■ EXCERPT:

§

The testimony discloses that prior to his injury libellant had been making as a stevedore, for several years, approximately $35 a week but that since his injury, his wages have not averaged more than approximately $20 a week.

There is no reason to question the credibility of the surgeons or physician who testified, they being persons of high stand*974ing in their profession. It is interesting to note what is indeed somewhat unusual in personal injury cases, that here there is no marked variance in the medical testimony.

We come then finally to the question as to the amount of damages to which libellant is entitled. At the time of the trial, he was 23 years old. Had he elected to receive compensation pursuant to the provisions of the Longshoremen’s and Harbor Workers’ Compensation Act, he would have been entitled to receive for this injury two-thirds of the difference between his average weekly wage at the time of the accident and the average weekly wage that he received thereafter, the same being payable during the continuance of his partial disability, but subject to reconsideration of the degree of physical impairment by the deputy commissioner on the latter’s own motion or upon application of any party in interest. Section 8 (a) (21), 33 U.S.C.A. § 908 (a) (21). The statute places a maximum limit of $7,500 for any compensation payable under it for death of any type of injury. Section 14 (m), 33 U.S.C.A. § 914 (m).

We fully recognize that the amount of permissible and probable compensation to an employee who sees fit to accept compensation under the statute, is not necessarily to be taken as a criterion in estimating the amount of recovery in the present type of suit. We are to be guided rather by the general principles of damages properly recoverable for personal injury at common law and in admiralty. The latter, generally speaking, are more liberal towards the injured party than are compensation laws. However, had libellant elected to receive compensation under the Act, instead of suing the respondent, the total amount of such compensation would not now have been definitely ascertainable, because, while the basis for any award of compensation would at the present time be $10 per week, computed according to the requirement of the Act as just explained, how long the deputy commissioner would require such payment to be made would depend upon whether libellant’s physical impairment changes, thereby affecting his wage-earning capacity.

§

■ PROVIDED MATERIAL:
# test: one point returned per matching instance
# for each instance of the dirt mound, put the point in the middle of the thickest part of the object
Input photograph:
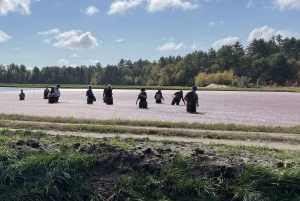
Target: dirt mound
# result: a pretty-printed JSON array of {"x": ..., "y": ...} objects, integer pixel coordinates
[{"x": 216, "y": 86}]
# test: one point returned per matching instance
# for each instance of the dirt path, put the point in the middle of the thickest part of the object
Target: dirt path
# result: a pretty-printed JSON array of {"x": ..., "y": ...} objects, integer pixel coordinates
[
  {"x": 275, "y": 145},
  {"x": 183, "y": 130}
]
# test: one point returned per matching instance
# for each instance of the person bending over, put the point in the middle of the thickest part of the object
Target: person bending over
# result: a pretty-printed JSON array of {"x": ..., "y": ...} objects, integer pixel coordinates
[
  {"x": 158, "y": 96},
  {"x": 178, "y": 96},
  {"x": 143, "y": 99},
  {"x": 192, "y": 100}
]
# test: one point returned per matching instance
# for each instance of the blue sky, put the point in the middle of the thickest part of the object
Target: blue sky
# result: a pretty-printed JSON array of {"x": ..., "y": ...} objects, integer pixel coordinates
[{"x": 83, "y": 32}]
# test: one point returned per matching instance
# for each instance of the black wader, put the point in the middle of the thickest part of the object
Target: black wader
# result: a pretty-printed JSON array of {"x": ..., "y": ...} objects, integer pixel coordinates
[
  {"x": 51, "y": 100},
  {"x": 90, "y": 100},
  {"x": 176, "y": 100},
  {"x": 109, "y": 101},
  {"x": 143, "y": 104}
]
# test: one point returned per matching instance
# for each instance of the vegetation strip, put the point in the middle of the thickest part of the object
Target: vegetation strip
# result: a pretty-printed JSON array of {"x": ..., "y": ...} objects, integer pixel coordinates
[
  {"x": 35, "y": 166},
  {"x": 138, "y": 87},
  {"x": 148, "y": 131},
  {"x": 221, "y": 127}
]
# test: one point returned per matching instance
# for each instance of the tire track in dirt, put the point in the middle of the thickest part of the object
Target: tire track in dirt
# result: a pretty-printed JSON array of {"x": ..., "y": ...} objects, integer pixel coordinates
[{"x": 274, "y": 145}]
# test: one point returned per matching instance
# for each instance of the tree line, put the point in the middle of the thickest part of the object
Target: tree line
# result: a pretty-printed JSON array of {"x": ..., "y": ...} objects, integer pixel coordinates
[{"x": 276, "y": 60}]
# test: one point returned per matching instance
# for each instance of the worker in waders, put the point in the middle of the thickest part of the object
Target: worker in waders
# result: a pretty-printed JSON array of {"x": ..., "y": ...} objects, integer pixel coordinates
[
  {"x": 104, "y": 91},
  {"x": 192, "y": 100},
  {"x": 46, "y": 91},
  {"x": 177, "y": 97},
  {"x": 158, "y": 96},
  {"x": 22, "y": 95},
  {"x": 90, "y": 96},
  {"x": 108, "y": 95},
  {"x": 143, "y": 99}
]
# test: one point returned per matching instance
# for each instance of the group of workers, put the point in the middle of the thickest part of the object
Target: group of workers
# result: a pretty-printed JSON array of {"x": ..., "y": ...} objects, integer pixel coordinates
[
  {"x": 53, "y": 94},
  {"x": 191, "y": 97}
]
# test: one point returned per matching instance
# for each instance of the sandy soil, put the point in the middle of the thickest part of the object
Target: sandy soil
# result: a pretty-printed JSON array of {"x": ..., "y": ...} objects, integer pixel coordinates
[{"x": 253, "y": 108}]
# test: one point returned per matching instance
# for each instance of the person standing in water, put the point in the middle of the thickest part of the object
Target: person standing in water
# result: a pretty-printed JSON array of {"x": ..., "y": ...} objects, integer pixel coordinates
[
  {"x": 51, "y": 96},
  {"x": 22, "y": 95},
  {"x": 46, "y": 91},
  {"x": 158, "y": 96},
  {"x": 104, "y": 91},
  {"x": 143, "y": 99},
  {"x": 192, "y": 100},
  {"x": 178, "y": 96},
  {"x": 57, "y": 93},
  {"x": 108, "y": 95},
  {"x": 90, "y": 95}
]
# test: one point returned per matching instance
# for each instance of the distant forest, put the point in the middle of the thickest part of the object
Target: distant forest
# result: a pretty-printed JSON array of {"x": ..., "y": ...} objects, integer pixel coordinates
[{"x": 274, "y": 61}]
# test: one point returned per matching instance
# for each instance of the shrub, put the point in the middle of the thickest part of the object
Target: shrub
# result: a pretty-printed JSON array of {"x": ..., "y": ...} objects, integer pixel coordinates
[{"x": 251, "y": 85}]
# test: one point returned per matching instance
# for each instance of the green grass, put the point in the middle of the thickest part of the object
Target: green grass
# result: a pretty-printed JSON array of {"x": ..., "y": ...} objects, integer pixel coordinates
[
  {"x": 218, "y": 126},
  {"x": 287, "y": 156},
  {"x": 69, "y": 175},
  {"x": 75, "y": 86},
  {"x": 119, "y": 130}
]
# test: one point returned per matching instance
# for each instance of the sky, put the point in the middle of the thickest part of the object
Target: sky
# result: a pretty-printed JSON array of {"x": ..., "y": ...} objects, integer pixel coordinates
[{"x": 83, "y": 32}]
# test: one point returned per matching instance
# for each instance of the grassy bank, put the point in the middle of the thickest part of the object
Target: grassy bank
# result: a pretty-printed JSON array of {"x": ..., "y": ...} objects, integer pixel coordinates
[
  {"x": 35, "y": 166},
  {"x": 160, "y": 124},
  {"x": 74, "y": 86}
]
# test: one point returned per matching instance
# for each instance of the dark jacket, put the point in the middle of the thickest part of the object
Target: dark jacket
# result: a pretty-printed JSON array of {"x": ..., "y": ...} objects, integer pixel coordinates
[
  {"x": 90, "y": 94},
  {"x": 108, "y": 93}
]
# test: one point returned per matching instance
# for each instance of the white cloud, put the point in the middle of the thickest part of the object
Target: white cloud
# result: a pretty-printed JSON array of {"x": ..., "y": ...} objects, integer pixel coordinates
[
  {"x": 120, "y": 6},
  {"x": 93, "y": 61},
  {"x": 287, "y": 4},
  {"x": 47, "y": 41},
  {"x": 74, "y": 55},
  {"x": 91, "y": 10},
  {"x": 119, "y": 40},
  {"x": 171, "y": 46},
  {"x": 4, "y": 37},
  {"x": 159, "y": 5},
  {"x": 266, "y": 33},
  {"x": 285, "y": 34},
  {"x": 250, "y": 4},
  {"x": 63, "y": 62},
  {"x": 52, "y": 31},
  {"x": 195, "y": 46},
  {"x": 225, "y": 41},
  {"x": 21, "y": 6},
  {"x": 72, "y": 40}
]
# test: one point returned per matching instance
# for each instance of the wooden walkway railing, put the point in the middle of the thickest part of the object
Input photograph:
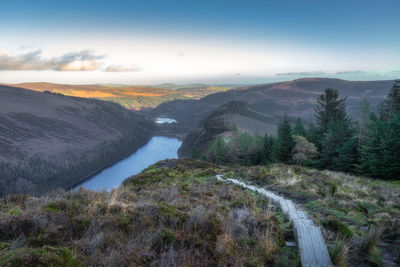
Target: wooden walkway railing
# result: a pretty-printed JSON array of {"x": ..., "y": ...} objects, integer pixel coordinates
[{"x": 313, "y": 251}]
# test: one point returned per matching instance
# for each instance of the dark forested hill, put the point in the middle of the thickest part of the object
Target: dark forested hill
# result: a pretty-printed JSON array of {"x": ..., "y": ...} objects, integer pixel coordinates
[
  {"x": 295, "y": 98},
  {"x": 49, "y": 140},
  {"x": 231, "y": 118}
]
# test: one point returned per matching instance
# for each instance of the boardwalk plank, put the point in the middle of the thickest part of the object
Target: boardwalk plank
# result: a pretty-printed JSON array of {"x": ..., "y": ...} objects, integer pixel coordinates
[{"x": 309, "y": 237}]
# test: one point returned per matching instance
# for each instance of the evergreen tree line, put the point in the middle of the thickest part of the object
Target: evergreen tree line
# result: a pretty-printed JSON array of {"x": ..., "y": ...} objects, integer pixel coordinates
[{"x": 367, "y": 146}]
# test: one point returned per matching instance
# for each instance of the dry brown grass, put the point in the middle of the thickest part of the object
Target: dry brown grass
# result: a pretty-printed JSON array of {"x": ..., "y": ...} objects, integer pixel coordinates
[{"x": 178, "y": 215}]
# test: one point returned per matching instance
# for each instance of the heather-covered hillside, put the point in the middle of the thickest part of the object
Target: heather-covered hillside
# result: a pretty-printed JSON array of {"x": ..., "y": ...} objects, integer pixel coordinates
[{"x": 49, "y": 140}]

§

■ WHAT THIS TASK INVOLVES:
Pick up the court opinion on the injured stevedore's damages right after its last sentence and keep it going. You won't need the listing for this.

■ REPLY:
Taking all factors into consideration, including the pain caused libellant by the injury; the period during which he was deprived of all earning power; the reduction in his earning power which may remain permanent, at least to some extent, and his age, we conclude that the claim which his counsel has made that libellant is entitled to $15,000 is out of all proportion to the nature of libellant’s injury, and that a proper award to him is $2,500. From this amount, however, must be deducted and paid by way of reimbursement to his employer, The Cottman Company, the amount which the latter, pursuant to the Longshoremen’s and Harbor Workers’ Compensation Act, was required to pay to or on behalf of libellant as statutory compensation, and for medical treatment, prior to libellant’s election to seek recovery from the present respondent. See The Etna, 3 Cir., 138 F.2d 37.